At S525, the providing unit 306 distributes the summary sent from the generation unit 305 to the terminal apparatus 110a. At S526, the display controller 314 of the terminal apparatus 110a displays the distributed summary on the display screen.

At S527, the providing unit 306 distributes the summary sent from the generation unit 305 to the terminal apparatus 110b. At S528, the display controller 314 of the terminal apparatus 110b displays the distributed summary on the display screen.

Example 1 of Display Screen

FIGS. 6A and 6B are diagrams each illustrating an example display screen, displayed at the terminal apparatus. FIG. 6A illustrates an example display screen 600 of the application, including the converted text and the summary sent from the summarizing server 100, which is displayed by the display controller 314 of the terminal apparatus 110.

In the example of FIG. 6A the display screen 600 includes a first display area 610 that displays the converted text (the transcribed text) and the summary, and a second display area 620 that displays decisions and action items. The second display area 620 is optional such that it does not have to be displayed.

The display controller 314 sequentially displays the converted texts 611a, 611b, 611c, and 611d distributed from the summarizing server 1 in the first display area 610 in the order of reception. Similarly, the display controller 314 sequentially displays the summaries 612a and 612b distributed from the summarizing server 1 in the first display area 610 in the order of reception. Thus, for example, as illustrated in FIG. 6A or 6B, the display controller 314 can display the summary 612b and the plurality of converted texts 613 used to generate the summary 612b in the first display area 610 in association with each other.

In the following description, the “converted text 611” is used to indicate any one of the converted texts 611a, 611b, 611c, and 611d. The “summary 612” is used to indicate any one of the summaries 612a and 612b.

Preferably, the converted text 611 displayed in the first display area 610 is provided with a delete icon 614 for deleting the converted text 611. The user can delete the converted text 611 corresponding to the delete icon 614 by selecting the delete icon 614. Similarly, the summary 612 is provided with a delete icon 614 for deleting the summary 612.

Preferably, the summary 612 displayed in the first display area 610 is provided with a bookmark icon 615 for displaying the summary 612 in the second display area 620.

The user can display a copy of the summary 612 corresponding to the bookmark icon 615 in the second display area by selecting the bookmark icon 615. Similarly, the converted text 611 is provided with a bookmark icon 615 for displaying the converted text 611 in the second display area 620.

Preferably, the first display area 610 includes an “automatic scroll” button 616 for setting whether or not to automatically scroll the converted text 611 and the summary 612. For example, the user can set the automatic scroll function to be invalid by turning off the “automatic scroll” button 616.

Preferably, the summary 612 is provided with a hide button 617 for hiding the converted text 611 used to generate the summary. For example, as illustrated in FIG. 6B, the user can hide the plurality of converted texts 613 used for generating the summary 612b by selecting the hide button 617 of the summary 612b.

Source data
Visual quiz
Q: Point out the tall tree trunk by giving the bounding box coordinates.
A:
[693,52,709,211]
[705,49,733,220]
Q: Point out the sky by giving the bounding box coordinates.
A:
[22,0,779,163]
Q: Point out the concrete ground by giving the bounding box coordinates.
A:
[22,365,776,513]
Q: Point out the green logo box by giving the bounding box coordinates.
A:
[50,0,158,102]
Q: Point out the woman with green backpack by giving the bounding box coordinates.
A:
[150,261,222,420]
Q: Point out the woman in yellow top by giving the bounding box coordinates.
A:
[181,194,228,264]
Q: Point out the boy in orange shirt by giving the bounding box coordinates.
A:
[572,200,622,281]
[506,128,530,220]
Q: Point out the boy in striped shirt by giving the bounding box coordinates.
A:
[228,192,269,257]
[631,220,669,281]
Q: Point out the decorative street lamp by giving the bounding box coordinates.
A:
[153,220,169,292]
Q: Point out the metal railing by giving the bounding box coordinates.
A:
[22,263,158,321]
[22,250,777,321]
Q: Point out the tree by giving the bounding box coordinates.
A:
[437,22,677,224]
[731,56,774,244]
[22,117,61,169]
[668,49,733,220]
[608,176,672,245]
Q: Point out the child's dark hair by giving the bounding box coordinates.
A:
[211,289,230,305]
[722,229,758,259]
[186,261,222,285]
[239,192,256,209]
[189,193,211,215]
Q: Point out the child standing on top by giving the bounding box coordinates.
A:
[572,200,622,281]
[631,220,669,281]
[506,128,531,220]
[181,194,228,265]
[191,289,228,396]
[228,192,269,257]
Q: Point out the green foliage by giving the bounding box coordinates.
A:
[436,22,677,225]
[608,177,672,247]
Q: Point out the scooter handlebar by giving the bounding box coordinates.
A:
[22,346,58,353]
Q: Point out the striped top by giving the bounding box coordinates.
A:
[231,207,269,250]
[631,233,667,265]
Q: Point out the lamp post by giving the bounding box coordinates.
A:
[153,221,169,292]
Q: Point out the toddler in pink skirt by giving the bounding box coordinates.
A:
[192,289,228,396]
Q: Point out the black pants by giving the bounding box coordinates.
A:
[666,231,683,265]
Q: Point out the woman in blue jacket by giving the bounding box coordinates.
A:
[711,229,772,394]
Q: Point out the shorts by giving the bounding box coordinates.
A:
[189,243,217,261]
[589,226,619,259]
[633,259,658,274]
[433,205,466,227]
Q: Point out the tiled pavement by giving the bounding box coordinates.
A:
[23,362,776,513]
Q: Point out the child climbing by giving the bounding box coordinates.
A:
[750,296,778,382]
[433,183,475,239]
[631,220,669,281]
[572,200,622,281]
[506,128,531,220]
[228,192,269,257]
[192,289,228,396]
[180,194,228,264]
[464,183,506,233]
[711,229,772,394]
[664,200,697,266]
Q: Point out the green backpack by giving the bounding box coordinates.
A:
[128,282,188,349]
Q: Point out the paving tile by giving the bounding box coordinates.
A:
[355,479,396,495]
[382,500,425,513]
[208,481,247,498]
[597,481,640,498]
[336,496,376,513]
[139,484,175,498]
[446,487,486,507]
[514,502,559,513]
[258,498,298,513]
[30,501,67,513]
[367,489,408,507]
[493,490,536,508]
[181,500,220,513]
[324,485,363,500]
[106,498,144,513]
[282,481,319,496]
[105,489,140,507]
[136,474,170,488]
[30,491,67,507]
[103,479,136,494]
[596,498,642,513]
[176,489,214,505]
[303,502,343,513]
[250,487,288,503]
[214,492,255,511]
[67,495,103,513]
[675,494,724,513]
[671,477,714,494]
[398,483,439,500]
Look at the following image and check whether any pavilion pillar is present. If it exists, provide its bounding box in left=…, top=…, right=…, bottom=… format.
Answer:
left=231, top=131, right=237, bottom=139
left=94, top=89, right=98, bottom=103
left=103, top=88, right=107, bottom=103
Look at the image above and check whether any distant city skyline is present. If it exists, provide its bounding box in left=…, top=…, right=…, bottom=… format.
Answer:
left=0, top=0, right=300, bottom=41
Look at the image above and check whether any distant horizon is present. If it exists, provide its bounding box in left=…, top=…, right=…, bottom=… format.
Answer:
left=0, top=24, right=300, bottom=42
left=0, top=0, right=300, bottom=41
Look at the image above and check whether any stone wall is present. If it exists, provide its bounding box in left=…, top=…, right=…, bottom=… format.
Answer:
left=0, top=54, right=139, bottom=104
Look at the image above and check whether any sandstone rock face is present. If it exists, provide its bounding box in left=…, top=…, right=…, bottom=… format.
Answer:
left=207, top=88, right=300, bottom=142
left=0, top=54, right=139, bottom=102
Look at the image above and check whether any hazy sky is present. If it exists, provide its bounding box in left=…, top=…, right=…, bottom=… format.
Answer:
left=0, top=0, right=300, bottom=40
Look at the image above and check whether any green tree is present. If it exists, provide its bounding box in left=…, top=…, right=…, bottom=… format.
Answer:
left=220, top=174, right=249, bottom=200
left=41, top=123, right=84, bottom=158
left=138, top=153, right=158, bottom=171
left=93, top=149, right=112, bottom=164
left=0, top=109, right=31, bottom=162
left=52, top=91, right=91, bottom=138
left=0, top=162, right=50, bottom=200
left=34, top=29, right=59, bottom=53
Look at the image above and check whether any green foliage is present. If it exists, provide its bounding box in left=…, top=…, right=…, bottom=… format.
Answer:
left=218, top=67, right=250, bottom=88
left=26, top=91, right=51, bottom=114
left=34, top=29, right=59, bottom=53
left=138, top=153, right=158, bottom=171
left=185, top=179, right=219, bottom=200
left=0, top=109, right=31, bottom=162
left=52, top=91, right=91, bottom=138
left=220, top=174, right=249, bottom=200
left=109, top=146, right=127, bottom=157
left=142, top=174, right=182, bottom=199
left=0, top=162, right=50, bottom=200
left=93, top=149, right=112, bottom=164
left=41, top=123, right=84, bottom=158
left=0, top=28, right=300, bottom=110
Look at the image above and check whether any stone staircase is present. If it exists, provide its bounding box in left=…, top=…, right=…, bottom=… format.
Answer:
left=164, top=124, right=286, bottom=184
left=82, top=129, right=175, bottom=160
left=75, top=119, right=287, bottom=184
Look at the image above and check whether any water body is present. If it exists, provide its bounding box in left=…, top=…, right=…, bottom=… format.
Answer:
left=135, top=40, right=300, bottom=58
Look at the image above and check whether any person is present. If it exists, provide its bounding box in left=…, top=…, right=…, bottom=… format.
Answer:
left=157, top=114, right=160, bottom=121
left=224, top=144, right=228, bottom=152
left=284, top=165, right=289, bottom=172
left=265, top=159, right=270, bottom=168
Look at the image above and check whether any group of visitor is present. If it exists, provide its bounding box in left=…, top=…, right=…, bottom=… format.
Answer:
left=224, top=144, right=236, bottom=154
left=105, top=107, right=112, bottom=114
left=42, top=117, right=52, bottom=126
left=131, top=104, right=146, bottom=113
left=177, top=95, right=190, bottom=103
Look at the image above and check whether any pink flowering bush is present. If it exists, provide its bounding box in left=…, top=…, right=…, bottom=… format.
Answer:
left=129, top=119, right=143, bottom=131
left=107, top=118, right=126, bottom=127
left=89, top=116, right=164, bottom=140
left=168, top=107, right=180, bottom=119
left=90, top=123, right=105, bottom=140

> Task description
According to the display screen passage, what does the second display area 620 show? You won't need the rows.

> Problem solution
Decisions and action items.